**ЗАДАНИЯ**.
1) Воспроизведите дословно фрагмент текста о Наталье Трауберг, начиная со слов "И когда я на отпевании видел" и продолжая до слов "и взаимодействующий с нами человек." включительно.
2) Каким было полное имя кота, которого текст о Наталье Трауберг называет почетным председателем Честертоновского общества?
3) Допишите продолжение текста о Наталье Трауберг, начав сразу после его последнего предложения.

**ИСХОДНЫЙ ТЕКСТ**.
╔══

Птичка Божия и свято место

У меня прекрасная память на события, но я так и не смог вспомнить в эти печальные дни, когда и как познакомился с Натальей Леонидовной. Хотя то и дело возвращался к своим с ней встречам и разговорам. И, быть может, это не случайно. Для Натальи Леонидовны всегда важны были не столько корни, сколько крона. То, к чему мы пришли, чем мы живем сейчас, чем дышим, а не то, с чего все это началось. Итог, а не исток проступал в ее образе. Да, она всегда возвращалась мыслью к киношному детству, к литовскому периоду, очень драматичному. Почти в каждом разговоре возникали имена людей, которых уже нет — Сергея Аверинцева, Юлия Шрейдера, переводчика Владимира Муравьева, которого все мы знаем по трехтомнику Толкина, других членов Честертоновского общества, почетным председателем которого был кот Кеша, Иннокентий. Полное имя кота было Инносент Коттон Грей. Но и возвращение к эпизодам прошлого, и упоминание ушедших было начисто лишено ностальгического начала. О том, что было и о тех, кто был, она говорила так, как если бы они продолжали жить. Рядом. В одном пространстве с нами.

И когда я на отпевании видел ее в гробу, в монашеском облачении, — а ее поминали как инокиню Иоанну поскольку она приняла тайный постриг, — было очевидно, что Трауберг присутствует здесь не просто как светлый образ, а как живой и а как живой и взаимодействующий с нами человек.

Я так и не вспомнил, когда именно мы познакомились, но я помню все наши немногочисленные встречи в мельчайших подробностях. Они происходили в разных местах, в разных домах — Наталья Леонидовна меняла места жительства, перемещалась по Москве с невероятной скоростью. Первый раз мы встречались, когда она жила в районе Тверской, потом — ближе к Чистому переулку… И эта постоянная перемена мест, мне кажется, была связана не только с житейскими делами, но и была какой-то формой странничества. Игумен Петр Мещеринов написал, что Наталья Леонидовна была немного юродивой — в том классическом, полузабытом сегодня смысле, о котором можно только в книгах прочесть; это благодатное юродство не имело ничего общего с нынешним богемно-артистическим или, наоборот, народническим безобразничаньем самозваных юродов. Это такое тонкое, ласковое юродство человека, который с иронией относится к своей собственной судьбе и ни к чему на этой земле до конца серьезно не относится. Кроме свободы — и веры.

╚══

**ИСХОДНЫЕ ДАННЫЕ**.
╔══

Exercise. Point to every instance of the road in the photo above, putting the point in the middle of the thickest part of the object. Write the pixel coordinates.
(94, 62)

╚══

**ОТВЕТЫ К ЗАДАНИЯМ**.
1)
И когда я на отпевании видел ее в гробу, в монашеском облачении, — а ее поминали как инокиню Иоанну поскольку она приняла тайный постриг, — было очевидно, что Трауберг присутствует здесь не просто как светлый образ, а как живой и а как живой и взаимодействующий с нами человек.

2) Инносент Коттон Грей.

3)
У Натальи Леонидовны было еще одно удивительное качество — она говорила и писала так, словно говорит и пишет только для тебя. О чем удивительно точно сказал в своей прощальной статье Андрей Немзер. И это в полной мере относилось к тем авторам, которых она переводила. Она обеспечивала им мгновенное и сиюминутное присутствие в нашей жизни без малейшей попытки их осовременить. Ее Честертон оставался человеком поствикторианской эпохи, христианским социалистом, политически далеким от взглядов самой Натальи Леонидовны (а она была вовсе не надмирным наблюдателем, по убеждениям склонялась, скорее, к просвещенному консерватизму, этакому светлому мракобесию, тому, что одного корня со словом «мерцание», «меркнуть», слонам, выводящим в конченом счете на слово «свет»). Но при этом оказывался человеком, чрезвычайно нам понятным и близким. Чтобы яснее стало, о чем я говорю, процитирую отрывок из эссе, вошедшего в книгу «Неожиданный Честертон», которая в 2002 году была выпущена издательством «Истина и Жизнь»:

Не мистики недостает нам, а здоровой мистики; не чудес, а чуда исцеления. Я очень хорошо понимаю тех, кто считает современный спиритизм делом мрачным и даже бесовским; но это — не аргумент против веры в бесовщину. Картина еще яснее, когда из мира науки мы переходим в его тень, т. е. в салоны и романы. То, что сейчас говорят и пишут, наводит меня на мысль: не бесов у нас маловато, а силы, способной их изгнать. …Из Гадаринской легенды мы изгнали только Христа; и бесы, и свиньи — с нами.

И вот так все авторы, которых она переводила: они не уходят из своей эпохи, но воскресают в нашей. Каким-то невероятным образом у нее получалось такое чудо — думаю, потому что она не только в своей жизни, но и в своем переводческом труде передоверилась Богу.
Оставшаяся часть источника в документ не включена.